▶ **Exercise requirements**:
Update the listing below by replacing every "keypoint" with "marker" and keeping everything else the same. Leave the pictures out of your answer.

- - -

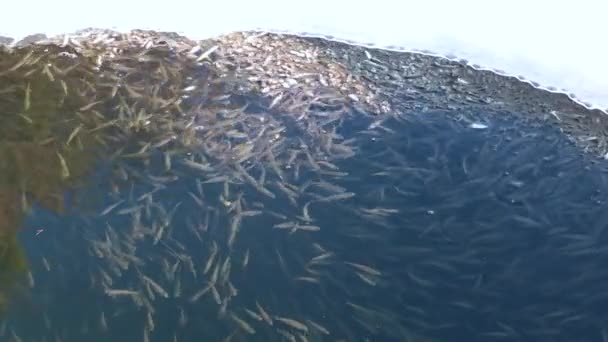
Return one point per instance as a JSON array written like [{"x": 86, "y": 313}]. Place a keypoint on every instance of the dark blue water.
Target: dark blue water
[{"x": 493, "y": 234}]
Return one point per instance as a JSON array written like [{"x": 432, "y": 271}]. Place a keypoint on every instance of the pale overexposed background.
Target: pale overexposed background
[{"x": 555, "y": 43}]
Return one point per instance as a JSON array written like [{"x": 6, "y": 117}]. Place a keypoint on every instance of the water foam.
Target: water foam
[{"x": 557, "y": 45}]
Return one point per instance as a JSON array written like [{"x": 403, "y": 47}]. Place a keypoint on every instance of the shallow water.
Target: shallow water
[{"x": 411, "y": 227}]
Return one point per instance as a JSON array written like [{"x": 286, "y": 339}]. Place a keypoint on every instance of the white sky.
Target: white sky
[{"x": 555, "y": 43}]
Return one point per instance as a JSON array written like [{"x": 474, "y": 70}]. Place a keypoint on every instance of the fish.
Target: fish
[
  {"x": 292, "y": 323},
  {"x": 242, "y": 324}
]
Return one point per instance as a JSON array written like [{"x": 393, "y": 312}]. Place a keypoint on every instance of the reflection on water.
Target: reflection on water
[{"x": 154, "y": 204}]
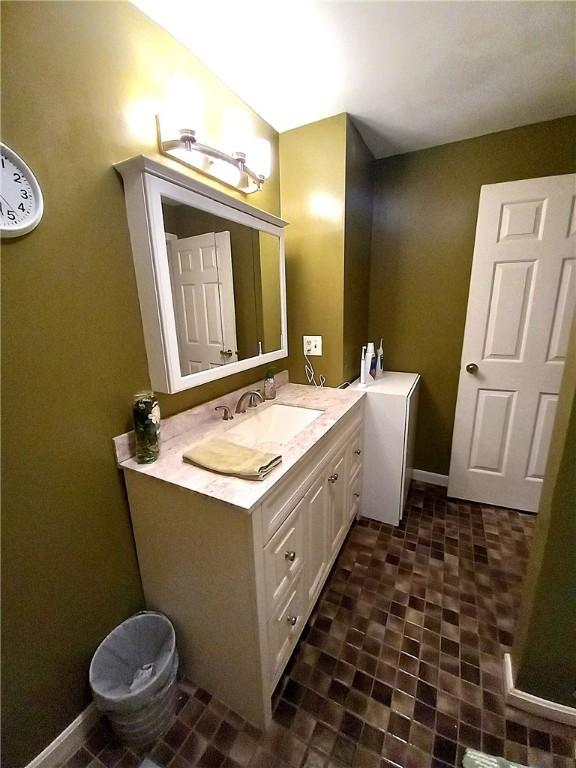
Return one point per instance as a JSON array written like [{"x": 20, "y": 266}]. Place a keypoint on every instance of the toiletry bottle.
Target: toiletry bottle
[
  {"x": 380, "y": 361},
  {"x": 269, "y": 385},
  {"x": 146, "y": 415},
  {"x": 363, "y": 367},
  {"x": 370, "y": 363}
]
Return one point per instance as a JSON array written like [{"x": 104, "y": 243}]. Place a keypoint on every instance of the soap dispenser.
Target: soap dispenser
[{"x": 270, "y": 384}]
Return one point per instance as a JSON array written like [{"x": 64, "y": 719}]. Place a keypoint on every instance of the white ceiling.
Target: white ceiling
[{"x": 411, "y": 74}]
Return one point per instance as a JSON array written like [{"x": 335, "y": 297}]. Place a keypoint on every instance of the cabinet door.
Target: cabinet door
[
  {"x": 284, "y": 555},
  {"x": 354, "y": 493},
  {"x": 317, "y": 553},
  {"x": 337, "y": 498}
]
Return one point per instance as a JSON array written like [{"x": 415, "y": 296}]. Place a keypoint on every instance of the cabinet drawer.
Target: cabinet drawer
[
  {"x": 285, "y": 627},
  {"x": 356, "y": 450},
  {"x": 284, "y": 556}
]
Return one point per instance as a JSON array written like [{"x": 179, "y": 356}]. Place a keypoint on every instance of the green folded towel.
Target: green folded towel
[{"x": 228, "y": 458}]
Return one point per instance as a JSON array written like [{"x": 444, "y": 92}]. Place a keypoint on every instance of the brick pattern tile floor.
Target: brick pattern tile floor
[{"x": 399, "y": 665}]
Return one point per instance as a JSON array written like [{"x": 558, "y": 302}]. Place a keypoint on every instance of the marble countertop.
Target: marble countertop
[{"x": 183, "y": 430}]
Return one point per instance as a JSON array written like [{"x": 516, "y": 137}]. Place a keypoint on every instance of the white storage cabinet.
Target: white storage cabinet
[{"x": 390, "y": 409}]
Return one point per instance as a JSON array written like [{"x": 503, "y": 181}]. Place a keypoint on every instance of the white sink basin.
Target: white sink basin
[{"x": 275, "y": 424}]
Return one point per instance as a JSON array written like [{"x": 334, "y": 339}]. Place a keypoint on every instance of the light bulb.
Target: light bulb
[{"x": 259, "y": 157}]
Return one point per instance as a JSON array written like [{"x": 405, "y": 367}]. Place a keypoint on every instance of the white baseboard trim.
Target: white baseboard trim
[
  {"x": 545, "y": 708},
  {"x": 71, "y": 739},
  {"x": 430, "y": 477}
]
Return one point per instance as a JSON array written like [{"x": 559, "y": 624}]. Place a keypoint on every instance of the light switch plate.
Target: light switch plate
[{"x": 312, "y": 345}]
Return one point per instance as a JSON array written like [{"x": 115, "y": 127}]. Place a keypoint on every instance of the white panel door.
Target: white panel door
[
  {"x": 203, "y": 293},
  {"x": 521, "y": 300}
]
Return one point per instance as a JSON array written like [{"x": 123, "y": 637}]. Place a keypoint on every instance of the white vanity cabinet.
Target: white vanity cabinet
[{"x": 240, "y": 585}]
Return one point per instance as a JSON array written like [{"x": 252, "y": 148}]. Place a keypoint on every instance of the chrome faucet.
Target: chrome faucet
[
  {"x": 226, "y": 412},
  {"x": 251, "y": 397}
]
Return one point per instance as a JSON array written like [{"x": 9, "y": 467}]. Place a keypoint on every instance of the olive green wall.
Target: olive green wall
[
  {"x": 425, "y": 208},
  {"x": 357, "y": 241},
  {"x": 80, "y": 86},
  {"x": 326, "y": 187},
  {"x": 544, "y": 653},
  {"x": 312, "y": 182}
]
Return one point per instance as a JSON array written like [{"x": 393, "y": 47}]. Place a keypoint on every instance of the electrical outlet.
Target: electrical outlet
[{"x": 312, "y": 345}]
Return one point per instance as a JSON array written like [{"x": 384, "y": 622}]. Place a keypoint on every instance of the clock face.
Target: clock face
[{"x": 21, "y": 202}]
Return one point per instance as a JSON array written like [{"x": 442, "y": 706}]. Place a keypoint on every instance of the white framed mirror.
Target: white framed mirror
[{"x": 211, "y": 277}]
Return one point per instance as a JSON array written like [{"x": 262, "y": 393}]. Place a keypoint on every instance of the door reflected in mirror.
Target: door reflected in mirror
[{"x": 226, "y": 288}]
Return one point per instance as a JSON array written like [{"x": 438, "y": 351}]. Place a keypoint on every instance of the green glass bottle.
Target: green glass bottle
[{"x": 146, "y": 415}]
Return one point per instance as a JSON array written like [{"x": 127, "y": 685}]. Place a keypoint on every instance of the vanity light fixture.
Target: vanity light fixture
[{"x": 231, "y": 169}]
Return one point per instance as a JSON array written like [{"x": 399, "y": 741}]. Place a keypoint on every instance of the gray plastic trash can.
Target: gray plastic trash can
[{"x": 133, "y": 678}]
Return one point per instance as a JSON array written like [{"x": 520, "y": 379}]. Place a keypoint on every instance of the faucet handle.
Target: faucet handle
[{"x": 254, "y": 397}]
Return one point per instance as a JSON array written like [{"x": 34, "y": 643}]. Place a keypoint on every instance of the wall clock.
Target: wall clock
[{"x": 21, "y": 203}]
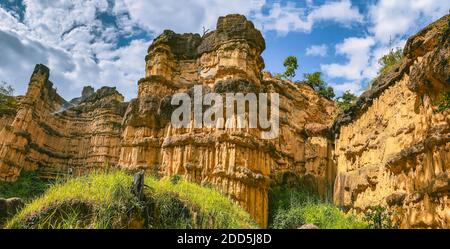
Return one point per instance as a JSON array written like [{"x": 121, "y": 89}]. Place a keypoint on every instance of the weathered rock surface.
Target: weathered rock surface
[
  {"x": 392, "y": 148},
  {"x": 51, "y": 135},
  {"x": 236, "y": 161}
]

- - -

▶ **Answer to the exercise**:
Return one point per instance as a JSON array written like [{"x": 86, "y": 313}]. Place a marker on every instance of the dark blue water.
Target: dark blue water
[{"x": 493, "y": 234}]
Return one point per instance as a JSON array written like [{"x": 432, "y": 271}]. Place a marker on every instance of the pale overexposed background.
Target: pale overexposed background
[{"x": 555, "y": 43}]
Return one point per instance as a JSON array written like [{"x": 6, "y": 117}]. Place a marker on every instance of the water foam.
Target: water foam
[{"x": 557, "y": 45}]
Return one point per instance as a JSON array written like [{"x": 403, "y": 47}]. Place a marker on every instance of the shallow water.
Target: shallow water
[{"x": 411, "y": 227}]
Return one point per instance as a JSON array written like [{"x": 286, "y": 339}]. Place a marker on every instance of the white sky.
Target: white sky
[{"x": 555, "y": 43}]
Return one point per instance as a JSON array written like [{"x": 474, "y": 70}]. Place a marker on every instance of the fish.
Target: fish
[
  {"x": 292, "y": 323},
  {"x": 242, "y": 324}
]
Return one point per instance as a JSON array written like [{"x": 393, "y": 312}]. Place a marker on every instance of the reflection on water.
Target: reflection on water
[{"x": 154, "y": 204}]
Return one point per instance as a JSON array written like [{"x": 20, "y": 266}]. Place a marker on every instance of the toiletry bottle.
Target: toiletry bottle
[
  {"x": 380, "y": 361},
  {"x": 269, "y": 385},
  {"x": 146, "y": 415},
  {"x": 363, "y": 367},
  {"x": 370, "y": 363}
]
Return one point per instance as a JSON array written like [{"x": 104, "y": 243}]. Place a marker on every instance of the soap dispenser.
Target: soap dispenser
[{"x": 270, "y": 384}]
Return one point per instance as a JSON array written like [{"x": 64, "y": 719}]. Place a marker on every instance of the white ceiling.
Target: white ceiling
[{"x": 411, "y": 74}]
Return one point per instance as a JSON array written like [{"x": 335, "y": 297}]. Place a marker on every instance of the cabinet door.
Target: cabinet door
[
  {"x": 284, "y": 555},
  {"x": 354, "y": 493},
  {"x": 317, "y": 553},
  {"x": 337, "y": 498}
]
Return one point per instance as a JSON array written like [{"x": 415, "y": 296}]. Place a marker on every instance of the cabinet drawer.
Target: cabinet drawer
[
  {"x": 285, "y": 627},
  {"x": 356, "y": 450},
  {"x": 284, "y": 556}
]
Return one point per instance as a JSON array written like [{"x": 179, "y": 356}]. Place a marker on every instance of the green folded towel.
Target: green folded towel
[{"x": 228, "y": 458}]
Return one point per instance as a JSON array written like [{"x": 444, "y": 92}]. Place a marker on every instance of the brick pattern tile floor.
Target: brick pattern tile floor
[{"x": 399, "y": 665}]
Return one point per instance as a JSON array written like [{"x": 558, "y": 302}]. Place a marker on every instance of the marble countertop.
Target: marble countertop
[{"x": 183, "y": 430}]
Return one point per instance as a JSON array written like [{"x": 516, "y": 137}]. Place a marker on every instance of the white storage cabinet.
Target: white storage cabinet
[{"x": 390, "y": 409}]
Return one point per instance as a JSON array written like [{"x": 503, "y": 181}]. Place a marker on every instance of the white sink basin.
Target: white sink basin
[{"x": 275, "y": 424}]
Return one point per instance as a JSON array written like [{"x": 334, "y": 339}]. Place a marker on every instance of the light bulb.
Target: light bulb
[{"x": 259, "y": 157}]
Return one point per instance as a JSON array written like [{"x": 405, "y": 367}]. Place a marker on every instance of the white baseboard trim.
Target: white baseboard trim
[
  {"x": 545, "y": 708},
  {"x": 71, "y": 739},
  {"x": 430, "y": 477}
]
Return one point per instance as a JSON array written like [{"x": 559, "y": 624}]. Place a marker on every instance of the light switch plate.
Target: light switch plate
[{"x": 312, "y": 345}]
Return one point per instance as a JSON array written like [{"x": 115, "y": 127}]. Place a marker on every instance of the white panel door.
Target: white panel door
[
  {"x": 203, "y": 293},
  {"x": 521, "y": 300}
]
Return one point per instance as a JSON array written like [{"x": 123, "y": 637}]. Place a marker on every instance of the white vanity cabinet.
Target: white vanity cabinet
[{"x": 240, "y": 585}]
Return one point per instance as a JSON array written like [{"x": 252, "y": 148}]. Place a marker on every instance of the chrome faucet.
Target: chrome faucet
[
  {"x": 226, "y": 412},
  {"x": 251, "y": 397}
]
Return one point per instance as a JSON array written like [{"x": 9, "y": 467}]. Place a marker on every instance of the olive green wall.
Target: olive green wall
[
  {"x": 425, "y": 208},
  {"x": 357, "y": 241},
  {"x": 80, "y": 86},
  {"x": 326, "y": 187},
  {"x": 544, "y": 653},
  {"x": 312, "y": 182}
]
Return one point per instance as a JSON array written like [{"x": 393, "y": 47}]. Place a marker on every instance of the electrical outlet.
Target: electrical outlet
[{"x": 312, "y": 345}]
Return one point per instance as a JSON array written like [{"x": 384, "y": 622}]. Place a marker on every instance of the clock face.
Target: clock face
[{"x": 21, "y": 202}]
Return one point per instance as a JSON array written like [{"x": 442, "y": 706}]. Place a marker on every instance of the white framed mirror.
Target: white framed mirror
[{"x": 211, "y": 277}]
Return one point per instance as a JSON array written like [{"x": 262, "y": 393}]. Place a marker on every instance of the door reflected in mirror.
Target: door reflected in mirror
[{"x": 226, "y": 288}]
Return one point per instance as a JSON array written like [{"x": 438, "y": 351}]. Place a marker on every instance of the green glass bottle.
Target: green glass bottle
[{"x": 146, "y": 415}]
Return one point per instance as a JSON array written like [{"x": 127, "y": 685}]. Place a marker on every instance of the vanity light fixture.
Target: vanity light fixture
[{"x": 231, "y": 169}]
Return one point per instance as a JSON array written like [{"x": 399, "y": 741}]. Place a marker on every instance of the gray plastic trash can.
Target: gray plastic trash can
[{"x": 133, "y": 678}]
Return one point per instance as a JSON array written like [{"x": 520, "y": 379}]. Place a marker on every instance of the faucet handle.
Target: faucet handle
[{"x": 254, "y": 397}]
Return one point per instance as a JSON array written like [{"x": 34, "y": 643}]. Place a marker on every instance of the wall clock.
Target: wall clock
[{"x": 21, "y": 203}]
Return one point per instance as a JSON array written like [{"x": 121, "y": 89}]. Place a marker on every instance of the weathered rock surface.
Target: weathered rock surface
[
  {"x": 392, "y": 148},
  {"x": 51, "y": 135},
  {"x": 236, "y": 161}
]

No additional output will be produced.